Request 1 |
Find every line in the listing that contains the string "boulder", matching case exactly, and copy each of those lines in full.

INDENG 290: Stochastic Optimization for Machine Learning
INDENG 290: Stochastic Optimization for Machine Learning
Course description: The purpose of this course is to provide graduate students with the fundamental understanding of the basic theory, models and algorithms for stochastic optimization, and with illustrations of how the theory and methods can be applied to many problems in contemporary machine learning and related disciplines. In the process, students will also learn about optimization under uncertainty and related analytical tools. Mathematical rigor is emphasized throughout the course. Students are expected to be interested in such rigor and willing to learn and practice it.
Prerequisites: Students should have completed a foundational course in optimization such as INDENG 262A or its equivalent. While not mandatory, students are strongly encouraged to concurrently enroll in INDENG 262B if they have not already completed it.
Lecture: (Spring 2025) Monday, Wednesday 10:00am - 11:30am, Etcheverry 1174
References:
A. Shapiro, D. Dentcheva, A. Ruszczynski. Lecture Notes on Stochastic Programming, Modeling and Theory. SIAM 2009.
J. Birge and F. Louveaux. Introduction to Stochastic Programming. Springer 2011.
F. Bach. Learning Theory from First Principles. MIT Press 2024.
J. Duchi. Introductory Lectures on Stochastic Optimization.

Excerpt from a data file:
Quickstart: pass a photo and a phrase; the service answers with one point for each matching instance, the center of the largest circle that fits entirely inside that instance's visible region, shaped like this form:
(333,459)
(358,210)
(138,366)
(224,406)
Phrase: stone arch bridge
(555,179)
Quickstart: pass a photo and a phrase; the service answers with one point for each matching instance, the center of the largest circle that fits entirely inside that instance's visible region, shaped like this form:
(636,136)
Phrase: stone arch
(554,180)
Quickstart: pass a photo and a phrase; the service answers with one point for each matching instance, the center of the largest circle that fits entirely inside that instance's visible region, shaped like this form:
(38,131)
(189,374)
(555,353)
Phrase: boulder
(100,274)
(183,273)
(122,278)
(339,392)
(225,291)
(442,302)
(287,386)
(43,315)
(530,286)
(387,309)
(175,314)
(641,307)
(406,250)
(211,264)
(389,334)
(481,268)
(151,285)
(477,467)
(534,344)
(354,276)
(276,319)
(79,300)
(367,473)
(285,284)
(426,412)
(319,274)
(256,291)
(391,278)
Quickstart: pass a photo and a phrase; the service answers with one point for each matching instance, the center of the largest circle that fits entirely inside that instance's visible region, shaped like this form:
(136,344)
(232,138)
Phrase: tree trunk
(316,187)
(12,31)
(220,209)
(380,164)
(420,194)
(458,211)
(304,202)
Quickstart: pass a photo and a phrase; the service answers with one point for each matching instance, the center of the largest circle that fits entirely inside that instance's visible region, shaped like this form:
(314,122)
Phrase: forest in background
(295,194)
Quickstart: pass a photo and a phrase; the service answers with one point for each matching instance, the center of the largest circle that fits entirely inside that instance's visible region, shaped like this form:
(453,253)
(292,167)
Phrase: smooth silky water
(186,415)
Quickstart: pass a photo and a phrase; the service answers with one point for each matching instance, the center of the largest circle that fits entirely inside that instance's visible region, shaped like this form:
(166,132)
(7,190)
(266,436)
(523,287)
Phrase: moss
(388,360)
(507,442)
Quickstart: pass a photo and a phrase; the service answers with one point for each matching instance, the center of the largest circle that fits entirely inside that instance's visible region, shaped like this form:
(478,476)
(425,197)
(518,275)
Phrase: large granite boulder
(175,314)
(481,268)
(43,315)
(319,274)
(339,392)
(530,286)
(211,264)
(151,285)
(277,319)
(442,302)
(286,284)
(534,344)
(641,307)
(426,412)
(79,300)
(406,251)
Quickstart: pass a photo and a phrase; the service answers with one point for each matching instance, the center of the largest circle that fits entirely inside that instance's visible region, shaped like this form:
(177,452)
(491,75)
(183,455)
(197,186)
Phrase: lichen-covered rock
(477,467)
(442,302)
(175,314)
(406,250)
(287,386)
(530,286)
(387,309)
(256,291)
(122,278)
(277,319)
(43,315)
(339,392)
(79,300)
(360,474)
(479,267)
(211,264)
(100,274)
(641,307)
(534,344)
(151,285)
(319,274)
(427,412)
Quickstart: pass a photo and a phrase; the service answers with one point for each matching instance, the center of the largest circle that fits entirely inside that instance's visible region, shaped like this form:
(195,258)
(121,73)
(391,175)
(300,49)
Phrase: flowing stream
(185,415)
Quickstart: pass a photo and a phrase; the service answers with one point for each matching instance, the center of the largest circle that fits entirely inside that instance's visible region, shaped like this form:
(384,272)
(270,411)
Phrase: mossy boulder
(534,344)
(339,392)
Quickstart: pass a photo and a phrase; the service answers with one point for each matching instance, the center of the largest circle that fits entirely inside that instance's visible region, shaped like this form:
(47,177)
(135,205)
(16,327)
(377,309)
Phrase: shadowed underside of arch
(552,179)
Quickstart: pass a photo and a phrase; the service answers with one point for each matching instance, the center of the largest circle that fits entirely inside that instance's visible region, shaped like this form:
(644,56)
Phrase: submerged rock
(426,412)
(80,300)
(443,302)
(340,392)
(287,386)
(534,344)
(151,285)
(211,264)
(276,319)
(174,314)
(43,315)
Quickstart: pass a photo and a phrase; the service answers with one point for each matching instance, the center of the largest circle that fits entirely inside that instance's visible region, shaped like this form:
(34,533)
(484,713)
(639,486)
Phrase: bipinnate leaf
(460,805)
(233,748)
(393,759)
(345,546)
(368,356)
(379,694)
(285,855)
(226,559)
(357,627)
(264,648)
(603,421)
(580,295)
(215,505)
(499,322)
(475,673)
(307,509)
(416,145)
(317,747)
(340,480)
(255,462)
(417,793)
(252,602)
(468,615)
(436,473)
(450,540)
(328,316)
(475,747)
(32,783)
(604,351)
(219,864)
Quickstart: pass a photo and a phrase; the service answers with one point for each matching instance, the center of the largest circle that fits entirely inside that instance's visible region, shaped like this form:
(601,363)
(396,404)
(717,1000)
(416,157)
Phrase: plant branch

Request 2 |
Proceed with the stochastic optimization course page, picking up right after its last line.

Right answer 1 |
Phrase: boulder
Phrase: large granite boulder
Phrase: mossy boulder

Right answer 2 |
Outline:
Week 1:
Introduction to modeling uncertainty
Models for two-stage stochastic programs; Value of information
Week 2:
Decomposable structures of two-stage stochastic programs
Decomposition methods for coupling constraints: Lagrangian relaxation and progressive hedging
Week 3:
Decomposition methods for coupling variables: Benders decomposition
Week 4:
Sample average approximations (i): optimistic bias and asymptotic performance
Week 5:
Sample average approximations (ii): non-asymptotic performance and generalization error
Week 6:
Stochastic algorithms (i): convergence and sample complexity
Week 7:
Stochastic algorithms (ii): adaptive stepsizes and variance reduction
Week 8:
Stochastic algorithms (iii): geometry-aware design
Week 9:
Computer-assisted convergence analysis; performance estimation problems
Week 10:
Overparameterization (i)
Week 11:
Overparameterization (ii)
Week 12:
Discrete algorithms from continuous time dynamics
Week 13:
Sampling as optimization over probability spaces (i)
Week 14:
Sampling as optimization over probability spaces (ii)